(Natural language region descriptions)
···

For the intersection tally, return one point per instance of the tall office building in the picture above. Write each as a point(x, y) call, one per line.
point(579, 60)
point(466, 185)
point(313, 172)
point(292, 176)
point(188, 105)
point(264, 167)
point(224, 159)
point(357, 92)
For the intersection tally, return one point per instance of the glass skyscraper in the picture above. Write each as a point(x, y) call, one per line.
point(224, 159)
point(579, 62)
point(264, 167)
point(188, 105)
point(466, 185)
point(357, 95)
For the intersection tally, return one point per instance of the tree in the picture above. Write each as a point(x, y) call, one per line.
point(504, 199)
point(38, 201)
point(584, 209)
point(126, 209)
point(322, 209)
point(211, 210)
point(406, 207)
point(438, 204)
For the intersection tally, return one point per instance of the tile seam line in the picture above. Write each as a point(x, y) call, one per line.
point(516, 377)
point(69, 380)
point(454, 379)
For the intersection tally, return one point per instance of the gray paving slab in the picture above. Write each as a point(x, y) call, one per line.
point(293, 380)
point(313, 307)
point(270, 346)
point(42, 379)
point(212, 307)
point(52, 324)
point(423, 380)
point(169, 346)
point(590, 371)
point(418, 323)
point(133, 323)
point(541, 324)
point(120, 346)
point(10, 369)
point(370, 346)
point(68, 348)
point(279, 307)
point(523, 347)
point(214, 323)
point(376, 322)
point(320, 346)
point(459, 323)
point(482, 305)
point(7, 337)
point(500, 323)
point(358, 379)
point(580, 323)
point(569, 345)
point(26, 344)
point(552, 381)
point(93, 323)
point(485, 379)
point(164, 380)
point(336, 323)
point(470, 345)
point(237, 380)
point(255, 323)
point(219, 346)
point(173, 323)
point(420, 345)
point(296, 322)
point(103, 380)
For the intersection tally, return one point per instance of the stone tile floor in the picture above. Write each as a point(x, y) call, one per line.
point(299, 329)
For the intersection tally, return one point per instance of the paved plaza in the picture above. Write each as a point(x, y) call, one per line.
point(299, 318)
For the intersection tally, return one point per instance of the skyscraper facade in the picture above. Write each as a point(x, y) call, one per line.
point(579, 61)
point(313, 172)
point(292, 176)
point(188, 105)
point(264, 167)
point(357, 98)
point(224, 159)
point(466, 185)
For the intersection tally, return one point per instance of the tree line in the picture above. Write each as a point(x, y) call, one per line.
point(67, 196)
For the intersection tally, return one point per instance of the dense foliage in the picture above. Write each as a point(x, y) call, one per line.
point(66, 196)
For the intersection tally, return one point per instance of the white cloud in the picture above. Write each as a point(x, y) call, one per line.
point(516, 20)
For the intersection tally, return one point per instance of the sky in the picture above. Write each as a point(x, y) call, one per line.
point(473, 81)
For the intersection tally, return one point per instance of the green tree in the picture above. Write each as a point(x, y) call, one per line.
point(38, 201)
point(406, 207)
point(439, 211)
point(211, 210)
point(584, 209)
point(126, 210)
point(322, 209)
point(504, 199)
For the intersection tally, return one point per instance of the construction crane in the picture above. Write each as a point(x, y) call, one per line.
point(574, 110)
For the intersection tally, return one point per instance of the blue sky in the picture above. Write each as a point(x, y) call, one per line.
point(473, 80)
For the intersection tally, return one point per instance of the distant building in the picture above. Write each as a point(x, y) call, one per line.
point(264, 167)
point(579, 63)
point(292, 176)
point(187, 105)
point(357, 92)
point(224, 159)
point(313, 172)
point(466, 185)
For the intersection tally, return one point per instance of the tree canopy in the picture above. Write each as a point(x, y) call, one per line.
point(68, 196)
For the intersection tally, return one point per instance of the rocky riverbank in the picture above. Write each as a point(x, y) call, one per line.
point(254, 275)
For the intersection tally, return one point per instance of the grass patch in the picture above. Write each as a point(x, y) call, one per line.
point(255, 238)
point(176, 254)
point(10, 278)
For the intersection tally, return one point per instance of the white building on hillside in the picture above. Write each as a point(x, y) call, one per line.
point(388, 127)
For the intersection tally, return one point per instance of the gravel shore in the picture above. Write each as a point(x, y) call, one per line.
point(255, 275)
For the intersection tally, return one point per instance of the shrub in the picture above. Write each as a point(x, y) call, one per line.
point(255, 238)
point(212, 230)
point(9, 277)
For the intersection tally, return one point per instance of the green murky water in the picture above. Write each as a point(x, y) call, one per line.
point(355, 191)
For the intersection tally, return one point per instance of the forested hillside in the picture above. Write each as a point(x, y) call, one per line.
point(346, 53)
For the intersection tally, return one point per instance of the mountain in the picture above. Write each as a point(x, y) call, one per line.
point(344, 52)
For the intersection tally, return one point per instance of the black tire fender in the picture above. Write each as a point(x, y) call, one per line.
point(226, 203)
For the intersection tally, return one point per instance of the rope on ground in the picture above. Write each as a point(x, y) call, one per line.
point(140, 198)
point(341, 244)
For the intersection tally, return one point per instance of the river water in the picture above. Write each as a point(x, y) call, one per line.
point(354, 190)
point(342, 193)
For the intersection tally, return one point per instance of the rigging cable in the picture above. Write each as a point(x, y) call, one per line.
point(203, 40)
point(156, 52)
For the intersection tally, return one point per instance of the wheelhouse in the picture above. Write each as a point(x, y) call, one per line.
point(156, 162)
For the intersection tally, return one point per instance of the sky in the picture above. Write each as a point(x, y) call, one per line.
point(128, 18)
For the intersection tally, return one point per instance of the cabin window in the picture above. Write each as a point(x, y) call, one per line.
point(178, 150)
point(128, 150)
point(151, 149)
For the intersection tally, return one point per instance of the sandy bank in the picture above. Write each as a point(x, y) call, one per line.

···

**Exercise prompt**
Return every entry above with nothing altered.

**Task output**
For the intersection tally, return one point per instance of the tall office building in the picture above. Write each as a point(x, y) call, one per line.
point(579, 60)
point(466, 185)
point(313, 172)
point(292, 176)
point(188, 105)
point(264, 167)
point(224, 159)
point(357, 92)
For the intersection tally, return one point per instance of the glass skyscraper in the picture above. Write each as a point(x, y) call, one per line.
point(224, 159)
point(579, 62)
point(264, 167)
point(188, 105)
point(466, 185)
point(357, 95)
For the intersection tally, return one point per instance of the tree in the picture above. Write each as a point(x, y) call, one per line.
point(504, 199)
point(38, 201)
point(584, 209)
point(126, 209)
point(322, 209)
point(211, 210)
point(406, 207)
point(438, 204)
For the intersection tally, return one point per instance of the tile seam line in the picture above. Write each as a point(x, y) call, one per line.
point(516, 377)
point(69, 380)
point(454, 379)
For the intersection tally, return one point per instance of the gray paving slab in the picture above. Write each as a point(x, y) call, one per line.
point(293, 380)
point(313, 307)
point(270, 346)
point(42, 379)
point(212, 307)
point(52, 324)
point(423, 380)
point(169, 346)
point(590, 371)
point(418, 323)
point(133, 323)
point(541, 324)
point(120, 346)
point(10, 369)
point(370, 346)
point(68, 348)
point(279, 307)
point(523, 347)
point(214, 323)
point(376, 322)
point(320, 346)
point(459, 323)
point(482, 305)
point(7, 337)
point(500, 323)
point(358, 379)
point(580, 323)
point(569, 345)
point(26, 344)
point(552, 381)
point(93, 323)
point(485, 379)
point(164, 380)
point(336, 323)
point(470, 345)
point(237, 380)
point(255, 323)
point(219, 346)
point(173, 323)
point(420, 345)
point(296, 322)
point(103, 380)
For the intersection tally, return one point per instance of the stone tile floor in the picture above. Write each as a point(x, y) call, one per line.
point(299, 329)
For the intersection tally, return one point per instance of the paved plaza in the picture above. Write each as a point(x, y) call, one per line.
point(299, 318)
For the intersection tally, return one point per instance of the skyscraper facade in the picture above. Write each as a point(x, y) call, one per line.
point(579, 61)
point(313, 172)
point(292, 176)
point(188, 105)
point(264, 167)
point(357, 98)
point(224, 159)
point(466, 185)
For the intersection tally, return one point per instance of the tree line in the picture above. Write each as a point(x, y) call, one per line.
point(67, 196)
For the intersection tally, return one point per instance of the dense foliage in the picture above. Write each as a point(x, y) call, one per line.
point(66, 196)
For the intersection tally, return one point per instance of the white cloud in the picture above. Write each as a point(x, y) call, one per line.
point(516, 20)
For the intersection tally, return one point per instance of the sky in the picture above. Write each as a point(x, y) call, one per line.
point(473, 81)
For the intersection tally, return one point per instance of the green tree in the picture above. Write each as a point(x, y) call, one per line.
point(38, 201)
point(406, 207)
point(439, 211)
point(211, 210)
point(584, 209)
point(126, 210)
point(322, 209)
point(504, 199)
For the intersection tally, return one point per instance of the construction crane in the picture above. Write each as a point(x, y) call, one per line.
point(574, 110)
For the intersection tally, return one point per instance of the blue sky in the picture above. Write each as a point(x, y) call, one per line.
point(473, 80)
For the intersection tally, return one point per instance of the distant building in the picture above. Write each as a point(x, y) call, one per line.
point(264, 167)
point(579, 63)
point(292, 176)
point(187, 105)
point(357, 92)
point(224, 159)
point(313, 172)
point(466, 185)
For the intersection tally, return one point per instance of the tree canopy in the picture above. Write each as a point(x, y) call, one per line.
point(68, 196)
For the intersection tally, return one point per instance of the rocky riverbank in the picture above. Write each as a point(x, y) call, one per line.
point(254, 275)
For the intersection tally, return one point per instance of the grass patch in the picture above. Write each as a point(x, y) call, one per line.
point(255, 238)
point(176, 254)
point(10, 278)
For the intersection tally, return one point per instance of the white building on hillside in the picture above. Write each as a point(x, y) call, one per line.
point(388, 127)
For the intersection tally, return one point per instance of the gravel shore in the picture above. Write each as a point(x, y) call, one per line.
point(255, 275)
For the intersection tally, return one point per instance of the shrub in the picture above. Write each as a point(x, y) call, one per line.
point(255, 238)
point(212, 230)
point(9, 277)
For the intersection tally, return one point per instance of the green murky water in the picture above. Write each as a point(x, y) call, one per line.
point(355, 191)
For the intersection tally, return one point per instance of the forested hillside in the picture above. Write each as a point(x, y) call, one per line.
point(346, 53)
For the intersection tally, return one point per instance of the mountain in the picture above. Write each as a point(x, y) call, one per line.
point(344, 52)
For the intersection tally, return one point per instance of the black tire fender in the picture above. Write each as a point(x, y) call, one per line.
point(226, 203)
For the intersection tally, return one point per instance of the rope on ground in the picture above. Write each as a point(x, y) call, one per line.
point(140, 198)
point(341, 244)
For the intersection tally, return one point per instance of the river water in the picture above. Write each as a point(x, y) call, one per line.
point(354, 190)
point(342, 193)
For the intersection tally, return one point per instance of the rigging cable in the picture above. Write each as a point(x, y) call, one per line.
point(203, 40)
point(156, 52)
For the intersection tally, return one point per instance of the wheelhouse in the picture above. Write each as a point(x, y) call, one per line.
point(156, 162)
For the intersection tally, return one point per instance of the sky in the picture above. Write each as a point(x, y) call, one per line.
point(128, 18)
For the intersection tally, return one point per instance of the cabin window in the picture above. Write each as a point(x, y) call, one per line.
point(178, 150)
point(128, 150)
point(151, 149)
For the intersection tally, return one point per instance of the sandy bank in the picture above. Write each as a point(x, y) call, one per line.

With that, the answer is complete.